━━━━━ Recorded information ━━━━━
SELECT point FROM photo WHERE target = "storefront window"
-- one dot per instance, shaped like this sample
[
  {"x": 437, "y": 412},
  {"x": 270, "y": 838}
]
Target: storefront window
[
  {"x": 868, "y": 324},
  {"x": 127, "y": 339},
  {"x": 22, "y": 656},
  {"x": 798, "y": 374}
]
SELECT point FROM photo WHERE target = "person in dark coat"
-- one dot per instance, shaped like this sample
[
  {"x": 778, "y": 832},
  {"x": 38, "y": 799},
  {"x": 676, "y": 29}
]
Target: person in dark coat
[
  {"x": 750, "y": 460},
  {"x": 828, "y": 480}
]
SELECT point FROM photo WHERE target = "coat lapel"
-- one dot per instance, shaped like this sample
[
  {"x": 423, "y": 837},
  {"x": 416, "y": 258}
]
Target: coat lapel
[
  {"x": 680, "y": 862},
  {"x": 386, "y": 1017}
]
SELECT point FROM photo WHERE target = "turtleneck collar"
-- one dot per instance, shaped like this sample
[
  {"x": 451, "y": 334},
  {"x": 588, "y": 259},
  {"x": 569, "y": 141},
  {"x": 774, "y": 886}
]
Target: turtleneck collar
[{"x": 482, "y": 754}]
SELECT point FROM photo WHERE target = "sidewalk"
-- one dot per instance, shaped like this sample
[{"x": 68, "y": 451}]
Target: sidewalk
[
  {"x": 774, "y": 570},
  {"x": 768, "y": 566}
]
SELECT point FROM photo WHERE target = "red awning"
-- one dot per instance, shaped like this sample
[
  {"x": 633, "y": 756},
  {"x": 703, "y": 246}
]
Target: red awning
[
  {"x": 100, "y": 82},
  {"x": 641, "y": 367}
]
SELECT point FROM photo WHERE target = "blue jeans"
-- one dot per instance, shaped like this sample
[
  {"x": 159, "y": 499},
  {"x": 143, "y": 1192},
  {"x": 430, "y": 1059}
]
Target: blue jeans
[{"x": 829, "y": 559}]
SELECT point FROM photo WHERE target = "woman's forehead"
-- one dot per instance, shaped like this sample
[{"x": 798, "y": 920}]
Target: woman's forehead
━━━━━
▶ _To be done_: Repeat the data exactly. Leave nothing out.

▶ _Answer in full_:
SELECT point FROM photo WHERE target = "storefront window"
-- one dot per instance, shaped like this sample
[
  {"x": 437, "y": 412},
  {"x": 270, "y": 838}
]
Target: storefront window
[
  {"x": 868, "y": 324},
  {"x": 127, "y": 339},
  {"x": 22, "y": 656},
  {"x": 798, "y": 374}
]
SELECT point FROM photo WHERE target = "person in dark coat"
-- one dot per instance, shaped like this sample
[
  {"x": 778, "y": 832},
  {"x": 38, "y": 799},
  {"x": 676, "y": 29}
]
Target: person in dark coat
[
  {"x": 750, "y": 460},
  {"x": 828, "y": 480}
]
SELECT point FROM photo WHERE target = "coat lapel"
-- one dot per instance, shaped like this sample
[
  {"x": 423, "y": 837},
  {"x": 416, "y": 258}
]
Target: coat lapel
[
  {"x": 680, "y": 862},
  {"x": 386, "y": 1017}
]
SELECT point FROM photo WHERE target = "turtleneck collar"
-- one dot per instance, shaped like this sample
[
  {"x": 451, "y": 334},
  {"x": 588, "y": 259},
  {"x": 569, "y": 141},
  {"x": 774, "y": 886}
]
Target: turtleneck collar
[{"x": 482, "y": 754}]
SELECT point FROM photo WHERE target = "sidewalk"
-- one dot per instance, shaped like this sample
[{"x": 68, "y": 451}]
Target: sidewalk
[
  {"x": 774, "y": 570},
  {"x": 768, "y": 566}
]
SELECT point FROM photo WHERE target = "red awning"
-- one dot per instance, shaped like this sample
[
  {"x": 633, "y": 756},
  {"x": 703, "y": 246}
]
Target: red awning
[
  {"x": 100, "y": 82},
  {"x": 641, "y": 367}
]
SELECT point FROM photo WHERE target = "blue jeans"
-- one dot per instance, shaped like this sample
[
  {"x": 159, "y": 499},
  {"x": 143, "y": 1192},
  {"x": 430, "y": 1059}
]
Target: blue jeans
[{"x": 829, "y": 559}]
SELECT point FROM photo WHERE target = "woman's forehead"
-- one dot per instance, shaped like this sample
[{"x": 798, "y": 920}]
Target: woman's forehead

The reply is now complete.